§ **TEXTO PARA LEER**:
════════════════════

Si ETA hubiera dejado de matar en 1989, como muchos pensaban que era probable en aquellas fechas, ningún preso de ETA estaría actualmente en la cárcel, y sólo desde el cinismo podría negarse este aserto. ¿Tendría algún sentido, en tal caso, hablar de los GAL? Evidentemente, no. Y si ésta es la conclusión a la que conduce cualquier lógica, ¿por qué razón se mantiene un tan crispado debate jurídico-político?

Así como los GAL no se hubieran producido de no haber existido previamente la violencia etarra, del mismo modo el aprovechamiento político-mediático de este penoso escándalo no hubiera tenido lugar sin el soporte fáctico de la contumacia en el asesinato por parte de la banda terrorista. La resurrección de los GAL, como proceso judicial, no sólo está plagada de intenciones aviesas, propias del peor oportunismo político, también de opacidades que cuando sean des cubiertas (y lo serán más tarde o más temprano) alargarán la dinámica demonizadora hasta el infinito. De no pararse esta espiral, los acusadores de hoy, que con ánimo justiciero atacan sin mostrar sus verdaderas cartas, pasarán mañana a ser los acusados. La venganza, que en España no es un plato que se tome frío, sino ardiendo, es el peor de los itinerarios. Un caldo donde la convivencia cívica y política puede hacerse imposible.

El escándalo no es el mejor, sino el peor de los caminos para que la serenidad, como condición de la justicia, sea la norma del comportamiento judicial. Lo ha dicho Álvarez Cascos con meridiana claridad: "La justicia se juega su prestigio en el caso GAL, porque la opinión pública ya ha dictado su veredicto. ( ... ) En la medida en que la sentencia no se corresponda con el veredicto de los ciudadanos, quien saldrá perdiendo es la justicia". En el fondo, es eso lo que busca el escándalo atemorizar a los jueces, acabar con su independencia y despreciar los procedimientos jurídicos que han tardado siglos en civilizar la convivencia. Y por ahí vamos, porque el escándalo resulta imprescindible para la explotación del éxito y el achicharramiento del adversario político, convertido en enemigo a destruir. Y es de esta forma como los métodos guerreros invaden y contaminan la política, aherrojando de sí la razón y la palabra, para introducirla en el reino de la demagogia, donde toda suerte de sospechosas unanimidades tiene. asiento. Conviene recordar a este respecto que la convivencia no tolera el "vale todo", pues en ningún aspecto de la vida está permitido todo. Por eso tampoco en la política el fin justifica los medios.

════════════════════

§ **FILAS DE DATOS**:
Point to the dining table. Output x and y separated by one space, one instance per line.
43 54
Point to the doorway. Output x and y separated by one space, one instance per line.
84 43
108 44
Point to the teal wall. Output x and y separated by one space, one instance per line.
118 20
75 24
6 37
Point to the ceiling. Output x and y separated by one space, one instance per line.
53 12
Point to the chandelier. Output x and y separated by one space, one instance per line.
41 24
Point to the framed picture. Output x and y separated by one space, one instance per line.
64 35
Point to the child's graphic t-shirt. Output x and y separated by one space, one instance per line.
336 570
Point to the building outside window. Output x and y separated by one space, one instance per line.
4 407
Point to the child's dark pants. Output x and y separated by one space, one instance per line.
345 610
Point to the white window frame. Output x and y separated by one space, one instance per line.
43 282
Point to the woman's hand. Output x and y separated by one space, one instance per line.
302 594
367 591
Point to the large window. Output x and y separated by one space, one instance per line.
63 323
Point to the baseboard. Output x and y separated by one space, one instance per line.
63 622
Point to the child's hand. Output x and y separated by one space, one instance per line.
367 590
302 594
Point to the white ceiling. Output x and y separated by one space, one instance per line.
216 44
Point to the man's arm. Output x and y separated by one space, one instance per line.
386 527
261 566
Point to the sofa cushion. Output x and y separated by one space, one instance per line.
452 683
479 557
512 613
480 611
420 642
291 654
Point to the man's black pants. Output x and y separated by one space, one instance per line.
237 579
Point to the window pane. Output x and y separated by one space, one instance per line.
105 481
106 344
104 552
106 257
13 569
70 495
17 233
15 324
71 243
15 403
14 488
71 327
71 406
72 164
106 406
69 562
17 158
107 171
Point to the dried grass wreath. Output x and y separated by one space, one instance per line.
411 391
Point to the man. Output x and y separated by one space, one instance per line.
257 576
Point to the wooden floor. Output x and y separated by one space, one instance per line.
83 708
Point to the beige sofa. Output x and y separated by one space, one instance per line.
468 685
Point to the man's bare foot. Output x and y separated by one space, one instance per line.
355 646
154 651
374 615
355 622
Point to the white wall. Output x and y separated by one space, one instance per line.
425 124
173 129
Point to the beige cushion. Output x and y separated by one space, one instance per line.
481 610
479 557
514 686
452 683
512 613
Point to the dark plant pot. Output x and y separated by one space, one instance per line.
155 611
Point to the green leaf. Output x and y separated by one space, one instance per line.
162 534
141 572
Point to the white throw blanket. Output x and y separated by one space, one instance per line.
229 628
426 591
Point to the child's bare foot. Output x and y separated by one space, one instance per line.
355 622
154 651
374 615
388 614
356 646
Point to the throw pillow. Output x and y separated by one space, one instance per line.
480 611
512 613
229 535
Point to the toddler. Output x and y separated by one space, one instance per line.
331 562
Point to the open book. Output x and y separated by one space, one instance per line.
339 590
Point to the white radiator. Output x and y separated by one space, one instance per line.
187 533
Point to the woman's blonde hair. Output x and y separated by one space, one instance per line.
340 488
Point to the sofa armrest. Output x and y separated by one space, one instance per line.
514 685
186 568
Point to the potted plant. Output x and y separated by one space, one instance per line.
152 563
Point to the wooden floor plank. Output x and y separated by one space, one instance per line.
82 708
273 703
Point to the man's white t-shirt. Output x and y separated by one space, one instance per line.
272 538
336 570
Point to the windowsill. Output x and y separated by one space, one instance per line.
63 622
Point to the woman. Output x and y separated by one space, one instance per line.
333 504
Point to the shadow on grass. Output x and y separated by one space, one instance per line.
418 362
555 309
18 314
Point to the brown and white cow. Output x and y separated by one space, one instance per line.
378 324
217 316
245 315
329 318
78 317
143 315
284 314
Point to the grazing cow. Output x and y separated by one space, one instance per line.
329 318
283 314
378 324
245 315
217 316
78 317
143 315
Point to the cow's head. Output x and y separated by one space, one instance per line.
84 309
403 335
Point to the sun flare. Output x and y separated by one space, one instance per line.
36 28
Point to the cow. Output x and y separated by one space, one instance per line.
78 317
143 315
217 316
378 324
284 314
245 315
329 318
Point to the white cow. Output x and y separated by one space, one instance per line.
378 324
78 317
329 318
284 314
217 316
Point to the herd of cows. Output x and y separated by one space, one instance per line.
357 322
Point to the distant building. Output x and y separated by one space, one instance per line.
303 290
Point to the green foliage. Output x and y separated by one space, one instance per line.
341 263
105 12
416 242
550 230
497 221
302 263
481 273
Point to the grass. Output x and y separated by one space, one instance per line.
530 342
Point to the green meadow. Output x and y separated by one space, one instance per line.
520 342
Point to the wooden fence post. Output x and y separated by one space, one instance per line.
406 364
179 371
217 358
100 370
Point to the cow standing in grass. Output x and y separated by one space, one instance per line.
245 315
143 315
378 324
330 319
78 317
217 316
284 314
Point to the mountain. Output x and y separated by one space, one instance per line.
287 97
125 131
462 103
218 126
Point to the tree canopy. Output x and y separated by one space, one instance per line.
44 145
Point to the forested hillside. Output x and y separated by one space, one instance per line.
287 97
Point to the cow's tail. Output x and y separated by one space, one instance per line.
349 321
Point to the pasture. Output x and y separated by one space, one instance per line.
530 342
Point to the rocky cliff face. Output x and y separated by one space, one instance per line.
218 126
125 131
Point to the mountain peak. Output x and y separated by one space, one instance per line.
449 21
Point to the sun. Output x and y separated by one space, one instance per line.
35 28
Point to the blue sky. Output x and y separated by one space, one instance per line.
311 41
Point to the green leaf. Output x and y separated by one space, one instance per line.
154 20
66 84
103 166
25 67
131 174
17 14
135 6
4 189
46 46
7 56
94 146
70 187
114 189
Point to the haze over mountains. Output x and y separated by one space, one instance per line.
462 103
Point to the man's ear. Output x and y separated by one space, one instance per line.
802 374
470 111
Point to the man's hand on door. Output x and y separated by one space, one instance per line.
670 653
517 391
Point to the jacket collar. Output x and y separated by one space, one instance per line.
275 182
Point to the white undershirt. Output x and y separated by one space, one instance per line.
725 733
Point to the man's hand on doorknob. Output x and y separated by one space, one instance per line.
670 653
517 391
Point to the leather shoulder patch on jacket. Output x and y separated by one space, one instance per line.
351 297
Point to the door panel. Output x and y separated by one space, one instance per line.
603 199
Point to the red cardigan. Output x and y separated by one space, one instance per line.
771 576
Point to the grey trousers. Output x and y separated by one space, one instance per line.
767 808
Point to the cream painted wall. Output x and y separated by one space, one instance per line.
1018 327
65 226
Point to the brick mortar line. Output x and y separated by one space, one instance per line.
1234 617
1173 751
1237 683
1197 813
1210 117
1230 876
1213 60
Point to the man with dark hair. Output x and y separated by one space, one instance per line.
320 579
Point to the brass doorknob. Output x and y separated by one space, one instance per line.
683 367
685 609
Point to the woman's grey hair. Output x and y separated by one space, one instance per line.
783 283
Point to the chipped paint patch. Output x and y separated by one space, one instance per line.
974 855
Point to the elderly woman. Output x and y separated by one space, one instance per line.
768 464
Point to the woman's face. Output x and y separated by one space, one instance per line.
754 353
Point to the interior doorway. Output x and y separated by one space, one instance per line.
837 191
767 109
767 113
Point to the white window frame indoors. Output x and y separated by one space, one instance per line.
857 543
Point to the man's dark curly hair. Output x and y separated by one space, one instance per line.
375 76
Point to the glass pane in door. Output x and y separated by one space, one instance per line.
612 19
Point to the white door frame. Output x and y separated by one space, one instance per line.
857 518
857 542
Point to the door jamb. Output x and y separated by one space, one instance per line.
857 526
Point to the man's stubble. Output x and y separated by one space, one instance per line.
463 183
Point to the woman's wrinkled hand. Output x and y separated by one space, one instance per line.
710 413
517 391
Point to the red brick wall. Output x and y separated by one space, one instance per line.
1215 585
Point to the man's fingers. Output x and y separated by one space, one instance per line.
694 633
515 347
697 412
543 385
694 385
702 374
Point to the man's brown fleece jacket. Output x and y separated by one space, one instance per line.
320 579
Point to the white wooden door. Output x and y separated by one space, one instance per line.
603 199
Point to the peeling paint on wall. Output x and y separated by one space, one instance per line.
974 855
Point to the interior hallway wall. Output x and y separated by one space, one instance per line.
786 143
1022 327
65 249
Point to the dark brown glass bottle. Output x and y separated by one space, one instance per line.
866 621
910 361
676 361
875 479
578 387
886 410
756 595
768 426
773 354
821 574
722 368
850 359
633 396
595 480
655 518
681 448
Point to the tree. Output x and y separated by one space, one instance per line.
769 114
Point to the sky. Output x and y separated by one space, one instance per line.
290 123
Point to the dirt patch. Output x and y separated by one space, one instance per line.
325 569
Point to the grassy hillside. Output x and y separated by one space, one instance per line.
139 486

════════════════════

§ **QUÉ HACER**:
1. En el texto sobre el caso GAL, ¿quién afirmó que la justicia se juega su prestigio en ese caso?
2. Prolonga el texto sobre el caso GAL a partir de su última oración.
Las filas no tienen ninguna relación con el texto sobre el caso GAL.

§ **RESULTADOS OBTENIDOS**:
1. Álvarez Cascos.

2.
Quizás alguien llegó a pensar que, ante la causa general abierta so pretexto de los GAL, ETA, reconfortada, iba a dejar de matar, al menos durante algún tiempo. Ahí están, dejando las cosas bien claras, las muertes de Vallecas, Valencia o León, el secuestro de Aldaya y el etcétera que irán poniendo los terroristas inexorablemente en las esquelas mortuorias. Y qué decir del efecto inhibidor que sobre los servidores del Estado dedicados a la persecución de delitos terroristas (policías, fiscales, jueces) está teniendo un proceso de esta naturaleza.

Estos argumentos ni exoneran a los GAL ni mucho menos pretenden justificar delitos cometidos hace ahora 13 años, pero ni la política ni la justicia, ni tan siquiera la venta de periódicos, pueden justificar su acción sin tener en cuenta las consecuencias que ella produce.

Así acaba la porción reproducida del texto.